## What you have to do
Examine each line in the records below for the word "dome". Report how many lines contain it, and nothing else.
☆ ☆ ☆
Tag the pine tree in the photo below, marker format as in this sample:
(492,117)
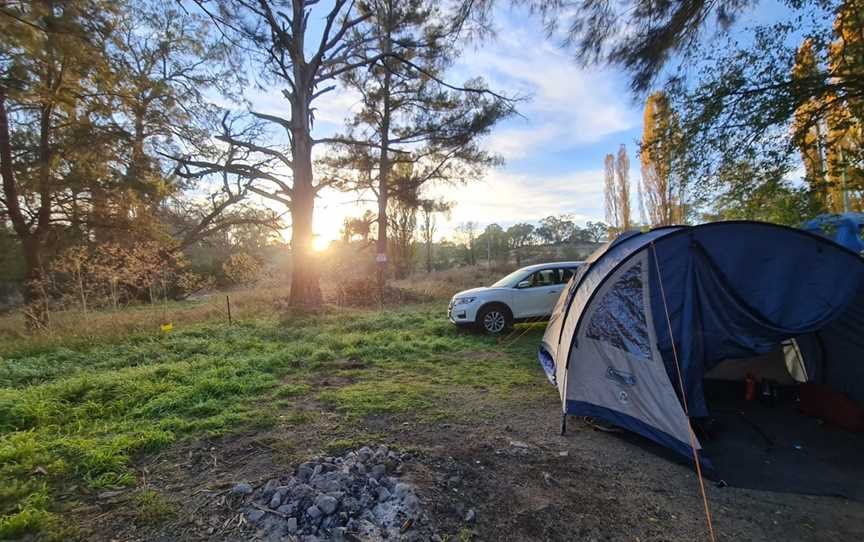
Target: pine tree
(410,115)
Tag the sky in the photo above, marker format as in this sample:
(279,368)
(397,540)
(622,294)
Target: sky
(553,151)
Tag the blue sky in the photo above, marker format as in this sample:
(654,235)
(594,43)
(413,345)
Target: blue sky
(554,151)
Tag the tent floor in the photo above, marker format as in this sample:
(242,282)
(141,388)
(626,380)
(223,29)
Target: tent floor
(775,448)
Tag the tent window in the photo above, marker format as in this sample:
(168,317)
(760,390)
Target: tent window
(619,317)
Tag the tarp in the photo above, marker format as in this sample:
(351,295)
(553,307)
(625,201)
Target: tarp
(737,290)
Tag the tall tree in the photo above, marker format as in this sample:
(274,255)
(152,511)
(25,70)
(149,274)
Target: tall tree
(519,236)
(622,183)
(556,229)
(306,66)
(467,231)
(51,60)
(662,189)
(430,209)
(610,194)
(809,129)
(409,114)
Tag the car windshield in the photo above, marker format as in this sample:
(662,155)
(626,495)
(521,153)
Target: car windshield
(510,280)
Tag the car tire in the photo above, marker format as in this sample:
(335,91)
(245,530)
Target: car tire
(494,319)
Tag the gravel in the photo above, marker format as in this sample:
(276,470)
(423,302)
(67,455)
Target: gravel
(358,495)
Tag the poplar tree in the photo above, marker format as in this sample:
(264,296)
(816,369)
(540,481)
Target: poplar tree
(410,114)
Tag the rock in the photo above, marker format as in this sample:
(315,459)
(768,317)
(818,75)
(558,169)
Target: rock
(383,493)
(242,488)
(269,488)
(378,471)
(326,504)
(313,512)
(401,490)
(411,503)
(304,472)
(254,515)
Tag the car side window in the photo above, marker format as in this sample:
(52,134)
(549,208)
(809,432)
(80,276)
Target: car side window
(544,277)
(565,275)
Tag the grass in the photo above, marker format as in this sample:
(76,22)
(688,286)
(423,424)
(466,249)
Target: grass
(80,413)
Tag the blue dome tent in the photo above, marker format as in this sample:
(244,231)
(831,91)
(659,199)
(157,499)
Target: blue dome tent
☆ ☆ ☆
## Expected output
2